提示文:
▼

「よせばいいのに・・」
聖火リレー “ごり押し”スタート
コロナ禍のお花見は、歩きながら。青山墓地にて、駿河堂マガジン撮影(3/25)。) | 春めいたポカポカ陽気が続き、満開の桜を眺めながら思いっきり背筋を伸ばして、日ごろ使わない筋肉を上手にほぐし、関節を刺激しながら血液の循環をよくしたいものである。健康を保つことは若さを保つことでもある。そのためには身体と頭をバランスよく働かせることは最も大事なことだろう。しかし、東京、神奈川、千葉、埼玉の1都3県に発令されていた緊急事態宣言が、3月21日に全面解除になったとはいえ、首都圏の飲食店などの時短要請がしばらく続くことが示すように、コロナ前の日常を取り戻すのはずいぶん先になるのだろう。 |
変異ウイルス、感染拡大の不安を抱えて
しかも、新型コロナウイルスの新規感染者数は宮城県が3月24日に過去最多の171人を記録するなど、全国的に横ばいから増加に転じているほか、感染力が既存株より強いとされ、重症化リスクが高いとみられる変異ウイルスの広がりも気になる。重症化と感染の再拡大を防ぐ効果が期待されているワクチン接種は、頼みの綱である海外からの調達が、欧州連合(EU)による輸出規制の強化などで当初の計画より遅れ気味で、高齢者からの本格的な接種開始は供給量が増える予定の5月以降にずれ込みそうだ。さらに、先行する欧米諸国や国内でも優先的に始まった医療従事者への接種データからは、ワクチンによってアレルギー症状を引き起こす「アナフィラキシー」などの副反応が確認された例もみられて、接種にも一抹の不安を禁じ得ない。 そんな新型コロナの感染者数が再び増加傾向となり、リバウンドの兆候が見られる中で、1年延期されていた東京オリンピックの聖火リレーが、福島県からスタートした。7月23日の開会式で国立競技場の聖火台で点火されるまで、47の都道府県を121日間かけて延べ1万人のランナーが炎のトーチとともに巡るという。

▲

検討用データ:
▼

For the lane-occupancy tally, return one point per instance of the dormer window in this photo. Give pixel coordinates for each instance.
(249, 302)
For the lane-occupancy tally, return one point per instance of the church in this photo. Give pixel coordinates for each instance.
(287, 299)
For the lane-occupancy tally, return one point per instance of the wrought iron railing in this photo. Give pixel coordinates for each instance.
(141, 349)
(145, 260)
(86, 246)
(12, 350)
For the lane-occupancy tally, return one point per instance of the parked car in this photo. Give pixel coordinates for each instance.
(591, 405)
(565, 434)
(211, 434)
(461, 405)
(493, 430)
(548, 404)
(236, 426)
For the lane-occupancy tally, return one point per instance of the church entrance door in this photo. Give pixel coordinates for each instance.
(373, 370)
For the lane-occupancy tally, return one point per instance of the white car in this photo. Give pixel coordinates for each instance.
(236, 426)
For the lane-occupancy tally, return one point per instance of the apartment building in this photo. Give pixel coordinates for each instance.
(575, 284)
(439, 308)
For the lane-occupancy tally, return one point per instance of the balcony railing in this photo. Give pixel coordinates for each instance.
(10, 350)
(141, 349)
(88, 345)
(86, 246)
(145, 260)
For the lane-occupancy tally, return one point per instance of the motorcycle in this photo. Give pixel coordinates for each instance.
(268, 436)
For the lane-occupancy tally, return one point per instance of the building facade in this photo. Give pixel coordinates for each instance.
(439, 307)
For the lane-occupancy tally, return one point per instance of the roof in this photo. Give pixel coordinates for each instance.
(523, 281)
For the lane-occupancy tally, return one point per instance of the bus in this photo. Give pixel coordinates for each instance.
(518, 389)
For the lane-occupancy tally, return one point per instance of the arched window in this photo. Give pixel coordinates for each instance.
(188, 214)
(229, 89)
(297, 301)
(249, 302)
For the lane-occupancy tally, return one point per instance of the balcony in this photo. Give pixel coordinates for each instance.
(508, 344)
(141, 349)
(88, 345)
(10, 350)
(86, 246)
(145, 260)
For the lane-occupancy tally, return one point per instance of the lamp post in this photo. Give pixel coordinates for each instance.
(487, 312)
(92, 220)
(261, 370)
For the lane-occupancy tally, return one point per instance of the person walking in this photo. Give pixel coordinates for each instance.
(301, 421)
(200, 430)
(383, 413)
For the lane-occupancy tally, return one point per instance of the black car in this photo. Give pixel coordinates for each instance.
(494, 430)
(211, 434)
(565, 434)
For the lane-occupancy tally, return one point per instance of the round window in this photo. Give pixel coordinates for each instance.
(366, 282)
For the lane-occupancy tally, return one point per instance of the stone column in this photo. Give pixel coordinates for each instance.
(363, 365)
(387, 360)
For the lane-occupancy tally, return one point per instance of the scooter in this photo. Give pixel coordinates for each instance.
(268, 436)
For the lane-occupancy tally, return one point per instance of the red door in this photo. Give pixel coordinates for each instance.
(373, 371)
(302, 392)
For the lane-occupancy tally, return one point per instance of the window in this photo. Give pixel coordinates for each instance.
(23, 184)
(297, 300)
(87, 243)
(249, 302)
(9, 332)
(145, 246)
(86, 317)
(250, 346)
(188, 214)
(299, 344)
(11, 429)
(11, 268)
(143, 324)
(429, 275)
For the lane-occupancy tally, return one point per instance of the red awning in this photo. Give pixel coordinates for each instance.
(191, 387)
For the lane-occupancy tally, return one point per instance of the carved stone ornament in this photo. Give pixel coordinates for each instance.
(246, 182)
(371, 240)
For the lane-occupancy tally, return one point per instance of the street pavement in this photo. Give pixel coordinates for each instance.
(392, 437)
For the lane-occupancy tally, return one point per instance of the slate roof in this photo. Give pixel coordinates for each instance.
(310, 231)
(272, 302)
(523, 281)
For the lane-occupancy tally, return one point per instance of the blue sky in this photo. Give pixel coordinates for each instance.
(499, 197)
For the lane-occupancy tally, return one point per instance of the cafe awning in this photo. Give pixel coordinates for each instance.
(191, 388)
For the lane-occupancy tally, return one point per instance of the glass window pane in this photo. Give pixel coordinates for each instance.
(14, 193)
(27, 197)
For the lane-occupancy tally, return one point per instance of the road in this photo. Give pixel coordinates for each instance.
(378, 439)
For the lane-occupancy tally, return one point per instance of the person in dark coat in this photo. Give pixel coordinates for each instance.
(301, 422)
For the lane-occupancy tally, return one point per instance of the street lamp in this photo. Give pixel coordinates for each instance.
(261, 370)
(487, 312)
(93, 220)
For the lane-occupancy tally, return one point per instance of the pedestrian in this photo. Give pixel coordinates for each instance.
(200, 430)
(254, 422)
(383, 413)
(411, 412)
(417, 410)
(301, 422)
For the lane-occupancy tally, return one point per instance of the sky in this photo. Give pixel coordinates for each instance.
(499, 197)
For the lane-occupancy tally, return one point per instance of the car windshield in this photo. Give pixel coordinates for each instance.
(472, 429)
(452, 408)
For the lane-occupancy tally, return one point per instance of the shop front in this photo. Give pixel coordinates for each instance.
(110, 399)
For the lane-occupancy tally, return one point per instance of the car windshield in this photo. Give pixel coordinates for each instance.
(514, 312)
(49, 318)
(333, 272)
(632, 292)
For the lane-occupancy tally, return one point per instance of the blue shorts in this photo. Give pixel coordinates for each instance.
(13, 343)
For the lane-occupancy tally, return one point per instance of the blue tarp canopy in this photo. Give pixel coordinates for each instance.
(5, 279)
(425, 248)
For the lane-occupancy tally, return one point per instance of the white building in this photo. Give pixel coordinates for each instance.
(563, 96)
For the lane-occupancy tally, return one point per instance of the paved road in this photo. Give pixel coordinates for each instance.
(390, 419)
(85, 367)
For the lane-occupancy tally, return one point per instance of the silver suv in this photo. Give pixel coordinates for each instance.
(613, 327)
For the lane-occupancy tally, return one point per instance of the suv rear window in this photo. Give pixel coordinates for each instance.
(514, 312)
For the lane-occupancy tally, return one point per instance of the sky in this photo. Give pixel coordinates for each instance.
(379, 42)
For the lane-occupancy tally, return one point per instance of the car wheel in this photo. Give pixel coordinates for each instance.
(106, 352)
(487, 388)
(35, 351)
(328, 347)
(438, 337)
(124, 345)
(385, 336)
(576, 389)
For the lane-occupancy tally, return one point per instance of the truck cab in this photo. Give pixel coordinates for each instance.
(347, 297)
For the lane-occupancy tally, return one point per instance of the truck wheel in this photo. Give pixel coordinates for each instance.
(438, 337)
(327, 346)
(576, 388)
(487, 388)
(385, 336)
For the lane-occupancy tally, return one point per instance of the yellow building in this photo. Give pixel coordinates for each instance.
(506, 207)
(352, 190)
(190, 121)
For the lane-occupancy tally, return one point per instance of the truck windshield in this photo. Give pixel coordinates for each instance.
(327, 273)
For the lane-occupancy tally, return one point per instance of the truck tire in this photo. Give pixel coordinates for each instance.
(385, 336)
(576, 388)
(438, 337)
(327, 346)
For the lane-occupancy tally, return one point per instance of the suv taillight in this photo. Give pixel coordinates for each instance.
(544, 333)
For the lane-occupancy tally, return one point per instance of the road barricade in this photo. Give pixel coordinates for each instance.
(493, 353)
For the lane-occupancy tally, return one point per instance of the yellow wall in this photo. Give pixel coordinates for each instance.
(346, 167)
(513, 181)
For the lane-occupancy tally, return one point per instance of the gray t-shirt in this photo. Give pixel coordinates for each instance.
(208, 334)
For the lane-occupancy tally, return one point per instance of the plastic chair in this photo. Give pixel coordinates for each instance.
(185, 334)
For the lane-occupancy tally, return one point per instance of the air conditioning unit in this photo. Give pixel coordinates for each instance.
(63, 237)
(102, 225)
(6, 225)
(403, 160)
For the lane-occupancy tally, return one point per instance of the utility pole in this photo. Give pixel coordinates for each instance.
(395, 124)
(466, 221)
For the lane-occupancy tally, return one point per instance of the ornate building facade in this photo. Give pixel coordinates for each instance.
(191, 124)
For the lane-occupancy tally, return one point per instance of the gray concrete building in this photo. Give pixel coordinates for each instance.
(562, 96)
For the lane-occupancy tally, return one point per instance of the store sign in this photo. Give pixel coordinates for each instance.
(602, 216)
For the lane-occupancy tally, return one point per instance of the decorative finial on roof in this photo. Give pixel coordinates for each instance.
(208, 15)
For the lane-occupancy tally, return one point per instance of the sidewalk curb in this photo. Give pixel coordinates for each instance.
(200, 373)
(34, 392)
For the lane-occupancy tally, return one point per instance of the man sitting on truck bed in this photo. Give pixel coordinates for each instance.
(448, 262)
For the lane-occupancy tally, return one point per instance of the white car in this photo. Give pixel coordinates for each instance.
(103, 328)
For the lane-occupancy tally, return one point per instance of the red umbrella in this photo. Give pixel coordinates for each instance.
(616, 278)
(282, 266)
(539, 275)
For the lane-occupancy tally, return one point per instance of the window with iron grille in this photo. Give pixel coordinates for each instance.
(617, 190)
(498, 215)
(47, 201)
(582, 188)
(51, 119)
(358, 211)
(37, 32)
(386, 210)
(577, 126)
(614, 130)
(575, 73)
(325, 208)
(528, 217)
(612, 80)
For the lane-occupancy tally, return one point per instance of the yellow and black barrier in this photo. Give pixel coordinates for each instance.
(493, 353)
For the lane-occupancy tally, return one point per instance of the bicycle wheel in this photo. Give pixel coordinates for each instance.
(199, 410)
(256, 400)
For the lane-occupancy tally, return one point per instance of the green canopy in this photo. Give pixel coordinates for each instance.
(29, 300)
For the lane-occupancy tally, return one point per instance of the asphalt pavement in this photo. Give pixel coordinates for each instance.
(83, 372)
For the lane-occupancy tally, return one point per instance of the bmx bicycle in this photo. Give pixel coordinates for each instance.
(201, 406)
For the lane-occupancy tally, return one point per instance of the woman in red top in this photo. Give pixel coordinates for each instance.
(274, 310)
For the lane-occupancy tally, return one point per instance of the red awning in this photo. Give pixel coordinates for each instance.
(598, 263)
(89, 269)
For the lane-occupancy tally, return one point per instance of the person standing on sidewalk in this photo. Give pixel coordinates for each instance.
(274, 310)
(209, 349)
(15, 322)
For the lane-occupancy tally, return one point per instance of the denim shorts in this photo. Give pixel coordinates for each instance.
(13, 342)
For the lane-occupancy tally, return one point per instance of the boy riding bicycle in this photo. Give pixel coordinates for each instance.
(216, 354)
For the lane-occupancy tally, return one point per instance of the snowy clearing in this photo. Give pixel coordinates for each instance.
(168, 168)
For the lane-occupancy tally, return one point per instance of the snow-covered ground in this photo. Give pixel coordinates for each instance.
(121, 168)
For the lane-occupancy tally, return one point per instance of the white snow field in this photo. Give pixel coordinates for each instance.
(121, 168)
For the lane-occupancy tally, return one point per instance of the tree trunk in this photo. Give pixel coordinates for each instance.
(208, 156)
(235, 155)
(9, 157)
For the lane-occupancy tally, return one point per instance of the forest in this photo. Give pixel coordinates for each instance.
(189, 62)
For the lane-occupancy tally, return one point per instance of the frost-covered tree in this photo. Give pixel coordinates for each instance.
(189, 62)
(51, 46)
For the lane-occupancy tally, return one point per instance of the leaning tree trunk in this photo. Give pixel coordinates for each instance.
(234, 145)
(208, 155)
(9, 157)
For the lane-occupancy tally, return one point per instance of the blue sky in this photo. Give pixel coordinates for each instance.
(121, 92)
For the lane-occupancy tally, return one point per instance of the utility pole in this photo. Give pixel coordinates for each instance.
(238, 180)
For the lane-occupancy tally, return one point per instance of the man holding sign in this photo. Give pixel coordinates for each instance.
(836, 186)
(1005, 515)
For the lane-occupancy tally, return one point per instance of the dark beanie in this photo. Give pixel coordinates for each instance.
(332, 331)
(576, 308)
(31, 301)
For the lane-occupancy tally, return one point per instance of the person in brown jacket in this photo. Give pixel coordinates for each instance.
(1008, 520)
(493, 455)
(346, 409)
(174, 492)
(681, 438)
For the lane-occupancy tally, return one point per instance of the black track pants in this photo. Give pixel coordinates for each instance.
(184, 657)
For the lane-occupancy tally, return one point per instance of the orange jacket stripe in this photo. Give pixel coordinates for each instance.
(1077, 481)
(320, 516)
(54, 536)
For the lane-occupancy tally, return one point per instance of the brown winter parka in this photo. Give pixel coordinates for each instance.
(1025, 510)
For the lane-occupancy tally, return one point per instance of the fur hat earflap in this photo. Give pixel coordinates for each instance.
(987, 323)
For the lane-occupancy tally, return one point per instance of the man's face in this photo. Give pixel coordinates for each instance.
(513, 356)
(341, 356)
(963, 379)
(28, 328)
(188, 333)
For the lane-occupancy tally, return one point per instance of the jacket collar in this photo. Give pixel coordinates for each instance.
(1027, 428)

▲

必須課題:
A - 聖火リレーの文章に基づき、次の問いに答えよ。
(i) 1都3県の緊急事態宣言が全面解除になったのは何月何日か。
(ii) 宮城県が3月24日に記録した新規感染者数は何人か。
(iii) 聖火リレーは何日間かけていくつの都道府県を巡るのか。
B - 聖火リレーの文章を、最後の文の後から書き継げ。
データは聖火リレーの文章とは無関係である。

課題の解答:
A -
(i) 3月21日である。
(ii) 過去最多の171人である。
(iii) 121日間かけて47の都道府県を巡る。

B -
多くの国民は東京五輪開催に冷ややか
東京五輪・パラリンピック組織委員会などでは沿道の観客には密集を避けるように求め、マスクの着用はもちろん、大声でなく拍手で応援するよう呼び掛けている。それでも過度な密集が生じた場合には、感染拡大を防ぐために聖火リレーを中断することも考えているという。女性蔑視問題などで引責辞任に追い込まれた組織委員会の森喜朗会長の後任として急きょ抜擢された橋本聖子会長は「安心・安全の大会の東京大会を開催できるように全力を尽くす」と強調するが、不要不急の外出がままならぬコロナ下での強引とも思える五輪開催、その第一歩となる聖火リレーにも多くの国民が冷ややかな目で見ているのは当然だろう。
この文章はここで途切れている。